Connecticut Reins in Public Pension Costs

The state general assembly forecasts $290 million in pension cost cuts by 2026 thanks to a volatility cap excess.


After years of annual cost increases, Connecticut’s public pension costs will be reduced by $290 million by 2026, according to a report from the state General Assembly’s Office of Fiscal Analysis. The expected savings were attributed to a volatility cap that allowed a $1.6 billion payment toward the state retirement systems’ $40.8 billion debt in September.

According to the report, the state’s Budget Reserve Fund—aka Connecticut’s rainy day fund—is currently at the legal maximum level of 15% of appropriations and is expected to “significantly exceed” that cap in 2022 and 2023 by more than $1 billion each year. The excess triggers a state law that uses the extra funds to pay off the unfunded liabilities of Connecticut’s State Employees Retirement System (SERS) and Teachers’ Retirements System (TRS).

The Office of Fiscal Analysis said the total amount available for transfer was more than $1.6 billion. Treasurer Shawn Wooden designated $903.6 million for TRS, which is 5% of the system’s $18.1 billion unfunded liability, and $719.7 million to SERS. The report also said that because the Budget Reserve Fund continues to exceed its statutory cap, a total of $4.07 billion, or 9.7% of the state’s unfunded liability, is projected to be transferred to the pension systems from 2022 to 2025.

“For the second year in a row and only the second time in history, Connecticut has this opportunity to responsibly pay down our long-term unfunded pension liabilities to help put the state on a more sustainable course,” Wooden said in a statement when he transferred the funds in September. “Protecting and growing our Budget Reserve Fund has led to greater liquidity [and] financial strength and put us in a stronger fiscal position throughout the pandemic.”

**TASK DESCRIPTION**
Please print the Connecticut pension article word for word from "After years of" to "Retirements System (TRS).".

**RAW DATA**
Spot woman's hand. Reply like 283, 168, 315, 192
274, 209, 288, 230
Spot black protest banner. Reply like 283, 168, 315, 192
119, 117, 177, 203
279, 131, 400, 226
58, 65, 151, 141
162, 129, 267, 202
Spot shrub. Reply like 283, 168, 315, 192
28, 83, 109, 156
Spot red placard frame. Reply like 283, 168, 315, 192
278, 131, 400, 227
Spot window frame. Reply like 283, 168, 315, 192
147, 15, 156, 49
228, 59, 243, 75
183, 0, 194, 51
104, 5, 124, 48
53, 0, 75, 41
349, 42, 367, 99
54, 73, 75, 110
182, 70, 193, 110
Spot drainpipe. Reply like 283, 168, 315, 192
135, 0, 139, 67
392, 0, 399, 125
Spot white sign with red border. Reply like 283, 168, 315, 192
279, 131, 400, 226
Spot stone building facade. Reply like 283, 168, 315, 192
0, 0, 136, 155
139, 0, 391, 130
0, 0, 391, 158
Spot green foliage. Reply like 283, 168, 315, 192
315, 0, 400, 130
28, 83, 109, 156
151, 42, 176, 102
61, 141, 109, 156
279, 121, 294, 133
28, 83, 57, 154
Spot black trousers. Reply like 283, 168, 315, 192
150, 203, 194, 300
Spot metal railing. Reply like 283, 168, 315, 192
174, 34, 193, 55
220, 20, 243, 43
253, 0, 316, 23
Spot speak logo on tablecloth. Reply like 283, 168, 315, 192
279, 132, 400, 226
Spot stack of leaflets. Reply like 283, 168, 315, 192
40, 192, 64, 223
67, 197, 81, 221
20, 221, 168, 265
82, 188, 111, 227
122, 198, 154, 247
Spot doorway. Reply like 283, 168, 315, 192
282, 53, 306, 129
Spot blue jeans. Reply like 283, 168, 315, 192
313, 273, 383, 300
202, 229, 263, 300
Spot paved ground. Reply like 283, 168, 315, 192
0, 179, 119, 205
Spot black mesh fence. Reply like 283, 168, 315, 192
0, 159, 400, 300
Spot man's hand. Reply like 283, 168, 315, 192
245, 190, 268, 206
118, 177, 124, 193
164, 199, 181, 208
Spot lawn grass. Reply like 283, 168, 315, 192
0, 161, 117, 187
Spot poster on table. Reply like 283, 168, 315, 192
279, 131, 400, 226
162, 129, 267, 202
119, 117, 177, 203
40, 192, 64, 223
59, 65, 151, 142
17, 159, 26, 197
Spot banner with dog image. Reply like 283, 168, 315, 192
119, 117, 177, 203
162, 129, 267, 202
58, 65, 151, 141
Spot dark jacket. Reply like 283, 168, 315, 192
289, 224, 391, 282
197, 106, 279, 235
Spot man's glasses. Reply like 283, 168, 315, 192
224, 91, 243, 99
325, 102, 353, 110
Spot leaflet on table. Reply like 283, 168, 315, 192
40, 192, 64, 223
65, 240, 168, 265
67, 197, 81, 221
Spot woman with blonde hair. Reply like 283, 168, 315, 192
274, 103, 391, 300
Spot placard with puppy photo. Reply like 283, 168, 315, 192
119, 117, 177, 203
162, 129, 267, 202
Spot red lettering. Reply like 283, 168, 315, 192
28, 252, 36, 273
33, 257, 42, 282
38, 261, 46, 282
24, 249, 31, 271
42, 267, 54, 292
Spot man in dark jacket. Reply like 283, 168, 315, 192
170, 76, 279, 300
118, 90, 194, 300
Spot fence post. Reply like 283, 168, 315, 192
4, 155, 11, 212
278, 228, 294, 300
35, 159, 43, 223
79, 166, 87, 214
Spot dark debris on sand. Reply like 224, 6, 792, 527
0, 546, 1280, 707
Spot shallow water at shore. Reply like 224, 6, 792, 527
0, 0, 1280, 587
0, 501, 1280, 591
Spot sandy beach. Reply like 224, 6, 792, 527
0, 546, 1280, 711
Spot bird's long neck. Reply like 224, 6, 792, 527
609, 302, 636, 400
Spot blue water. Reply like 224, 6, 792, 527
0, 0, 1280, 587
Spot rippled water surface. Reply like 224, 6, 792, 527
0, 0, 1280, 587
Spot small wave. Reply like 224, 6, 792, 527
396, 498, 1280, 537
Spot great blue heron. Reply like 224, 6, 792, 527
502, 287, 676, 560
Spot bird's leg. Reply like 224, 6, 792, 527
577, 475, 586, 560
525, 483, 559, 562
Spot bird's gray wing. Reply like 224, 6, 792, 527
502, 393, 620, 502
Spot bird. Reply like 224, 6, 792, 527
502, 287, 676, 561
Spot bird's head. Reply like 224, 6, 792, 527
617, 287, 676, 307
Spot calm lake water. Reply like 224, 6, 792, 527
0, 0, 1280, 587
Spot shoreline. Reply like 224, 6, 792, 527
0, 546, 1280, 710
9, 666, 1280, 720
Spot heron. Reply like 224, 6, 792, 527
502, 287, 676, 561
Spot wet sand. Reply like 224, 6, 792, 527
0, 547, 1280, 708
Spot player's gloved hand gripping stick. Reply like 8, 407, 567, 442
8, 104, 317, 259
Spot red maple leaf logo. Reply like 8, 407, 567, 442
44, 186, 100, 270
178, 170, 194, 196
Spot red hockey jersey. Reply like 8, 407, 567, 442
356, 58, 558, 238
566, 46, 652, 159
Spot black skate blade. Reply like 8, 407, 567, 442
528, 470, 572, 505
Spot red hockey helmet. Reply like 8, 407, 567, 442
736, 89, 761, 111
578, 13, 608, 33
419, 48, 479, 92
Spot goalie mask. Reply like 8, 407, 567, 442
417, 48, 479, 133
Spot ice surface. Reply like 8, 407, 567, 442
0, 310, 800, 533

**ANSWER SECTION**
After years of annual cost increases, Connecticut’s public pension costs will be reduced by $290 million by 2026, according to a report from the state General Assembly’s Office of Fiscal Analysis. The expected savings were attributed to a volatility cap that allowed a $1.6 billion payment toward the state retirement systems’ $40.8 billion debt in September.

According to the report, the state’s Budget Reserve Fund—aka Connecticut’s rainy day fund—is currently at the legal maximum level of 15% of appropriations and is expected to “significantly exceed” that cap in 2022 and 2023 by more than $1 billion each year. The excess triggers a state law that uses the extra funds to pay off the unfunded liabilities of Connecticut’s State Employees Retirement System (SERS) and Teachers’ Retirements System (TRS).